═════ Text under study
Two thoughts collided:  I certainly wouldn’t want a teenager to learn to drive on this thing. If the computer ever failed with the bad habits it had engendered, he’d crash.  But then I thought how great this car would be in the kind of slush on a crowded highway which turns light front-wheel drives into aquaplaning death traps.

There’s no doubt that a smart tank like Ruby is the right conveyance for my new grand-daughter.


Today I ran into a case where Porsche over-engineering produced a potential safety hazard for the uninformed trailer user.

A Cayenne’s a logical choice to tow a 6X12 covered U-Haul trailer, but not until the rental’s safety chains receive an important modification.  The hooks on the trailer I recently rented would not engage the rings on the factory trailer hitch because the steel is too thick to accommodate the triangular safety devices.  Jamming the hooks into place wasn’t going to work, so I limped three miles to my shop from the rental depot by a back road.  By then, one of the three chains had worked its way loose and was dragging.
══════════
═════ Extracted entries
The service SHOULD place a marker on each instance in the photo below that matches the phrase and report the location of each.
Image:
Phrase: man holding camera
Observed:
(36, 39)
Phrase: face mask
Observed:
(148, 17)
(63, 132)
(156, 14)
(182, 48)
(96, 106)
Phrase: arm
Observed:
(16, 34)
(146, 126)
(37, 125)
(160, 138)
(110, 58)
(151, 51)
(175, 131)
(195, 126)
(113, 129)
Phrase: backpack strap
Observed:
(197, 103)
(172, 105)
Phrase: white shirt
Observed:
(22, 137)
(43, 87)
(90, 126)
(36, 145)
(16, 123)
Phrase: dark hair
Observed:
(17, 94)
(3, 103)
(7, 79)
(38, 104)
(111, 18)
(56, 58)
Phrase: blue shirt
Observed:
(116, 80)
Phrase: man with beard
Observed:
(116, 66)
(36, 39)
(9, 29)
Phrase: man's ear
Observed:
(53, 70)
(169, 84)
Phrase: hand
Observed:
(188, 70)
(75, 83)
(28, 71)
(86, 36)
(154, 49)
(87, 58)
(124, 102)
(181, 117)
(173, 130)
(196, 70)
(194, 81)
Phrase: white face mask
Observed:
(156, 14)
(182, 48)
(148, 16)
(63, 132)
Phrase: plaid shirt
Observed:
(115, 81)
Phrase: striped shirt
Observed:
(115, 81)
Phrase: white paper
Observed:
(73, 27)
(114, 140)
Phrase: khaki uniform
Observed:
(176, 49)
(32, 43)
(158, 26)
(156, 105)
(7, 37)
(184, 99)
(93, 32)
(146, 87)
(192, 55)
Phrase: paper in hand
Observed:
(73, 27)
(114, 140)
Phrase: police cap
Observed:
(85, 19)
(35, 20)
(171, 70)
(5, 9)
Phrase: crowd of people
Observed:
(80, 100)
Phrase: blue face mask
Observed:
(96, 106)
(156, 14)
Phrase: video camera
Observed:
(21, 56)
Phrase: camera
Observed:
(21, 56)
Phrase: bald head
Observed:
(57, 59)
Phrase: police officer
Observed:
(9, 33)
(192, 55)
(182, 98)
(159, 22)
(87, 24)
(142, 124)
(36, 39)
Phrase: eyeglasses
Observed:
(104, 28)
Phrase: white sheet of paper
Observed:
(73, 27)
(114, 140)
══════════
═════ Extracted entries
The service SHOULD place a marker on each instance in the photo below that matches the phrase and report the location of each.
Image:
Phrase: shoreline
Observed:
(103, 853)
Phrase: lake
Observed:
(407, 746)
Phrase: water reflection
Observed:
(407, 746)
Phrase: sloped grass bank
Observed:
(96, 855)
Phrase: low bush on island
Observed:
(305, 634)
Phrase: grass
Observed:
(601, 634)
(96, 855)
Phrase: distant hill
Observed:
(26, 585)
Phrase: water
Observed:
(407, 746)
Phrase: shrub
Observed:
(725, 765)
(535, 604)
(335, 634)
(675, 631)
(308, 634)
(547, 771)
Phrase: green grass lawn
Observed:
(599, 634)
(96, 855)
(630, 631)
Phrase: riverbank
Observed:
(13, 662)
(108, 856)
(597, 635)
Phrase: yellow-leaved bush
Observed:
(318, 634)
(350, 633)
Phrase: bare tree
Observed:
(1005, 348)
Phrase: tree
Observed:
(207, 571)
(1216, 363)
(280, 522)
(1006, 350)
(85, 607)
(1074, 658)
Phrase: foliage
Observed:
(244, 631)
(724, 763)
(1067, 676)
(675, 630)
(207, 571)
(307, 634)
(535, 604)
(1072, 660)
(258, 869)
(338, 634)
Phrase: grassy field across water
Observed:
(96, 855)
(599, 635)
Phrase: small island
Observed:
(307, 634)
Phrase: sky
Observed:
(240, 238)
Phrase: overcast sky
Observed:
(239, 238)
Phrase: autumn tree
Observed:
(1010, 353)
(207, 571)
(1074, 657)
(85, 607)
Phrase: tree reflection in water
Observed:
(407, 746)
══════════
=== Work instructions ===
**1.** Answer each of these from the Porsche passage, one line per answer:
(a) In what conditions does the writer think the car would be great?
(b) What size of U-Haul trailer did the writer rent?
(c) How far did the writer limp to the shop, and by what route?
**2.** Please list every vehicle or trailer named in the Porsche passage, using its own words.

=== Written answers ===
**1.**
(a) In slush on a crowded highway.
(b) A 6X12 covered U-Haul trailer.
(c) Three miles, by a back road.

**2.**
- Ruby, "a smart tank"
- light front-wheel drives
- a Cayenne
- a 6X12 covered U-Haul trailer